Messi y sus amigos lo consiguieron

El Mundial de Qatar dejó varias certezas. Y, sobre todo, hizo de Argentina el mejor lugar para pasar el fin de año.

Mural del Mundial ganado por la Argentina de Leo Messi, en el barrio de Palermo, Buenos Aires, el 23 de diciembre. EFE/JUAN IGNACIO RONCORONI
Mural del Mundial ganado por la Argentina de Leo Messi, en el barrio de Palermo, Buenos Aires, el 23 de diciembre. EFE/JUAN IGNACIO RONCORONI

Fue más que un detalle estético o un inesperado aporte de pintorequismo local. Cuando en la ceremonia de premiación de Qatar 2022 el emir Tamim bin Hamad le colocó a Lionel Messi una túnica —el bisht— que en el mundo árabe sólo se utiliza para ocasiones muy especiales, el gesto simbolizó algo más que la representación de una tradición. Significó, por si quedaba alguna duda, la constatación definitiva de que el país anfitrión, cuya legitimidad moral fue escrutada con lupa por Occidente y cuya elección generó no poca controversia, era, junto al equipo argentino y el genio rosarino, el gran ganador de un torneo inolvidable.

Nunca en la historia de las premiaciones la nación organizadora, representada por su máxima autoridad, se había atrevido a infiltrar un pliegue de su acervo cultural en una ceremonia que la FIFA siempre se ocupó de mantener “limpia”, de darle un cariz ecuménico. Aun cuando la relación entre Qatar y el establishment del fútbol pudiese haber tenido algún que otro ruido, con esa secuencia quedaba claro que ambos habían obtenido lo que se habían propuesto. Exhibir el poderío (el emirato gastó 200.000 millones de dólares en preparar el torneo), la capacidad y el orgullo qatarí; demostrar que la designación, finalmente, incluso cuando pudiera haber estado motorizada por una exuberante conveniencia económica, no había sido un error. Messi y Mbappé lo habían hecho posible.

▶ _EXTRACTOS DE DATOS_:
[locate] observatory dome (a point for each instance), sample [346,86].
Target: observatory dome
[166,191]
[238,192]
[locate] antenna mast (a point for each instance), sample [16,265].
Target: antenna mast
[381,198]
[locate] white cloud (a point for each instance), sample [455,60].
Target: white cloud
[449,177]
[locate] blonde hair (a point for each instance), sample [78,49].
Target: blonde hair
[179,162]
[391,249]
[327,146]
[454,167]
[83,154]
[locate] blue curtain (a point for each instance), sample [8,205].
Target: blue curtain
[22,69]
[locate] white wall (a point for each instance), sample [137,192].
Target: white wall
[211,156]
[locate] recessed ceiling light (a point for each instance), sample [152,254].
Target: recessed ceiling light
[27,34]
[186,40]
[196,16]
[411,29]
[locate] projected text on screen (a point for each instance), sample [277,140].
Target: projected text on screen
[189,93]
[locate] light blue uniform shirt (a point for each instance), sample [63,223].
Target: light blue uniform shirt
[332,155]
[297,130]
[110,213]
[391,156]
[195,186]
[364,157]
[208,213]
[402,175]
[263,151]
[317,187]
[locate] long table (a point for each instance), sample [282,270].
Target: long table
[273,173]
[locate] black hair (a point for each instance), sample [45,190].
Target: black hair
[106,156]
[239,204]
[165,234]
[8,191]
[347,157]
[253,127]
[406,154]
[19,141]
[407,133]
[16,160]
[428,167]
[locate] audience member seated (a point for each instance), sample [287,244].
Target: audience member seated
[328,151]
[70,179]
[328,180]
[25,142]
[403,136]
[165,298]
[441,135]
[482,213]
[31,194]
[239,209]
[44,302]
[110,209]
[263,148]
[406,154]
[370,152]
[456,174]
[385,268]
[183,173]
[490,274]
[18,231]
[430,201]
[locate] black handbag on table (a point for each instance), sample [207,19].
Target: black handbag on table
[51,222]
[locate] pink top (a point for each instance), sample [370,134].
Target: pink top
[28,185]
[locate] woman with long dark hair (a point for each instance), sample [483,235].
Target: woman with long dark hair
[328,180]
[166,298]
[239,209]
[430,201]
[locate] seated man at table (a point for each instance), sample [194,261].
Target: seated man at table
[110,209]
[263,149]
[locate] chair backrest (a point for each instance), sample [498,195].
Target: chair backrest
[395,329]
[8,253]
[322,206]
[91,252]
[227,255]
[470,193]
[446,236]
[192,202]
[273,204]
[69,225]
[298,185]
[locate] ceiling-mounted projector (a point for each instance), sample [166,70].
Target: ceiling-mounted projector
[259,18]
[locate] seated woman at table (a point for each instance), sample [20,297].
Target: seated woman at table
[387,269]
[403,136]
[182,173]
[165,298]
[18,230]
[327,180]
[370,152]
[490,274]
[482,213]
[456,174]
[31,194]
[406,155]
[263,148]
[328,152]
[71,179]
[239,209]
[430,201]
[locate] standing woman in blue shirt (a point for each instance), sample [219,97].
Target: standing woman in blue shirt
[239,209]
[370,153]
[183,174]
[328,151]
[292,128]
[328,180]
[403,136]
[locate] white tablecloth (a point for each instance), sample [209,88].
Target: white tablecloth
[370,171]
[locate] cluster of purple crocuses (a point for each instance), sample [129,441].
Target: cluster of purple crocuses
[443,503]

▶ _CONSIGNA_:
Indique si cada afirmación concuerda con el texto proporcionado, con un sí o un no y la cita literal de las palabras del texto que lo determinan.
1. En la ceremonia de premiación, el emir Tamim bin Hamad le colocó a Messi un bisht.
2. Qatar gastó 100.000 millones de dólares en preparar el torneo.
3. El mural del Mundial está en el barrio de Recoleta, en Buenos Aires.
Los datos proceden de una fuente distinta.

▶ _RESPUESTA DEL EJERCICIO_:
1. Sí: «el emir Tamim bin Hamad le colocó a Lionel Messi una túnica —el bisht—».
2. No: «el emirato gastó 200.000 millones de dólares en preparar el torneo».
3. No: «en el barrio de Palermo, Buenos Aires».